» TEXTAUSZUG:
····················

Selbst Kritiker Zemans hätten diesem die versöhnliche Absicht bei diesem Szenario zugute gehalten, die österreichischen Journalisten hätten sich jedoch nur für das Trennende interessiert, bedauert Michal Novotny´, der als Direktor des Prager Eisenbahnmuseums für den blauen Salonwagen verantwortlich ist, der in einem Schuppen am Prager Masaryk-Bahnhof abgestellt ist. In den nächsten Jahren soll dort im Rahmen des Nationalen Technischen Museums ein neues Eisenbahnmuseum entstehen.

Von Zborov zur Anabasis

Im August 2016 gastierte neben dem Schuppen ein Zug ganz anderen Kalibers: ein nachgebauter russischer "Legiovlak", der in Erinnerung an den Ersten Weltkrieg von 2014 bis einschließlich 2019 kreuz und quer durchs Land fährt und an ausgesuchten Bahnhöfen jeweils einen Monat lang Halt macht. Während der Schulzeit kämen täglich acht bis zehn Schulklassen, berichtet Herr Votava, Fremdenführer auf der Prager Burg und hier Einsatzleiter der Tschechoslowakischen Legionärsgemeinde, die das Dutzend holzverschalter Wagen hergestellt hat und den Zug betreibt. Eine wahre Königsidee, denn selten hat eine Ausstellung einen Erlebnischarakter wie diese.

In kleinen Dosen wird hier die Geschichte der Legionäre in Russland verabreicht, beginnend mit einem Film und endend mit einem Geschützwagen. Landkarten lassen über die Dimensionen des Unternehmens staunen: Zunächst im Dienste der Zarenarmee hatten die Soldaten - Bürger Russlands und Überläufer der k.u.k. Armee - am 2. Juli 1917 maßgeblichen Anteil am Durchbruch bei Zborov in Galizien, der der Kerenski - Offensive freilich keinen dauernden Erfolg sicherte.

····················

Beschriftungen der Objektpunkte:
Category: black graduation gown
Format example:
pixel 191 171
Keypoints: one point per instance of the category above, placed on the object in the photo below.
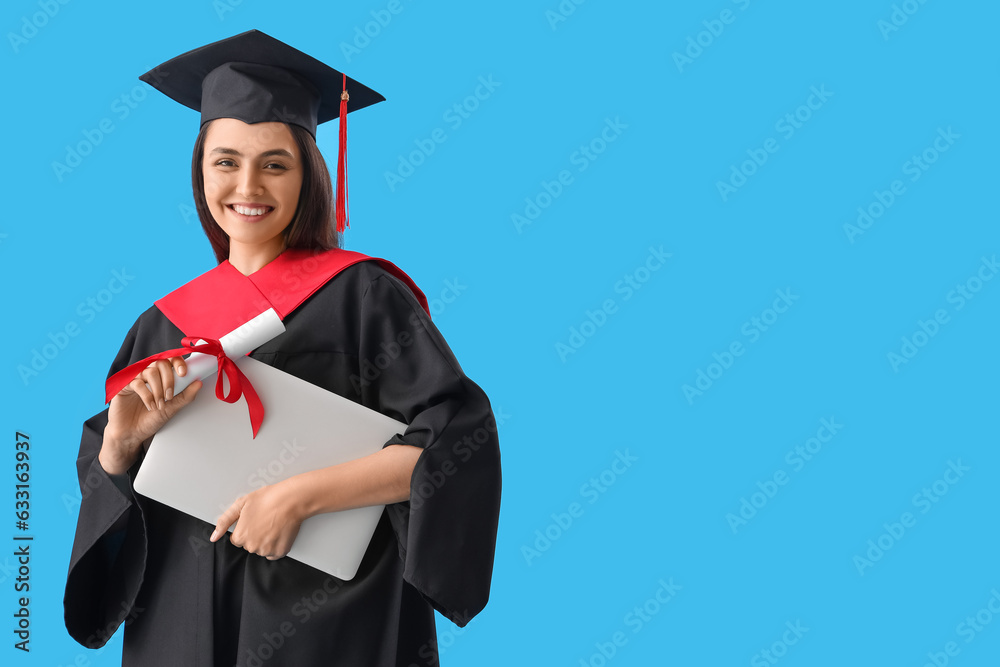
pixel 187 601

····················

» ARBEITSANWEISUNGEN:
a: Wie lange hält der nachgebaute Legionärszug laut dem Textauszug über den Legionärszug an ausgesuchten Bahnhöfen jeweils?
b: Gib aus dem Textauszug über den Legionärszug die Stelle von „Von Zborov zur“ bis einschließlich „Erlebnischarakter wie diese.“ wortgetreu wieder.
c: Schreib den Textauszug über den Legionärszug ab seinem letzten Satz weiter.
Die Liste ist eigenständiges Material und gehört nicht zum Textauszug.

» LÖSUNGEN:
a: Jeweils einen Monat lang.

b:
Von Zborov zur Anabasis

Im August 2016 gastierte neben dem Schuppen ein Zug ganz anderen Kalibers: ein nachgebauter russischer "Legiovlak", der in Erinnerung an den Ersten Weltkrieg von 2014 bis einschließlich 2019 kreuz und quer durchs Land fährt und an ausgesuchten Bahnhöfen jeweils einen Monat lang Halt macht. Während der Schulzeit kämen täglich acht bis zehn Schulklassen, berichtet Herr Votava, Fremdenführer auf der Prager Burg und hier Einsatzleiter der Tschechoslowakischen Legionärsgemeinde, die das Dutzend holzverschalter Wagen hergestellt hat und den Zug betreibt. Eine wahre Königsidee, denn selten hat eine Ausstellung einen Erlebnischarakter wie diese.

c:
Nach der Oktoberrevolution im selben Jahr gerieten die Legionäre in Bedrängnis; um ihre Neutralität zu bewahren, sollten sie aus der Ukraine über Wladiwostok nach Europa zurückkehren und an der Seite der Franzosen gegen die Mittelmächte weiterkämpfen. Unversehens wurden die Legionäre, die zur Zerschlagung der Donaumonarchie ausgerückt waren, zu Akteuren im Russischen Bürgerkrieg, wobei die große Mehrheit gegen die Sowjets optierte. Die Anabasis, wie der Rückzug im Rückgriff auf Xenophon von den Tschechen genannt wird, dauerte insgesamt zwei Jahre lang. Am 31. August 1918 beherrschten die Legionäre von ihren Zügen aus die gesamte Magistrale von der Wolga bis an den Pazifik. Der Weltrekord einer ambulanten Postverwaltung mit über 7000 Kilometern Reichweite sei bis heute unerreicht und von vier Millionen Sendungen seien nur vier nicht zugestellt worden, sagt Einsatzleiter Votava. Insgesamt kehrten durch den Suez- und Panamakanal 76.644 Personen in die Heimat zurück.

Der Kult der Legionäre

Die Legionäre vor allem in Frankreich und Russland hatten durch ihren Einsatz in separaten Einheiten wesentlichen Anteil daran, dass die Tschechoslowakei von der Entente als kriegsführende Macht anerkannt wurde. Zuhause beteiligten sich die Legionäre an der Eingliederung der Slowakei in den neuen Staat und an der Abwehr der ungarischen Streitkräfte vor allem zur Zeit der Räteregierung Béla Kúns. Bedeutende Künstler wie Frantis ek Kupka und Alfons Mucha beförderten den Kult der Legionäre ebenso wie Josef Goc ar, der mit dem Gebäude der Legiobank ein Hauptwerk des tschechischen "Nationalstils" schuf. Die Legionen gehören zu den Arkana, ohne die die tschechische Politik nicht zu verstehen ist.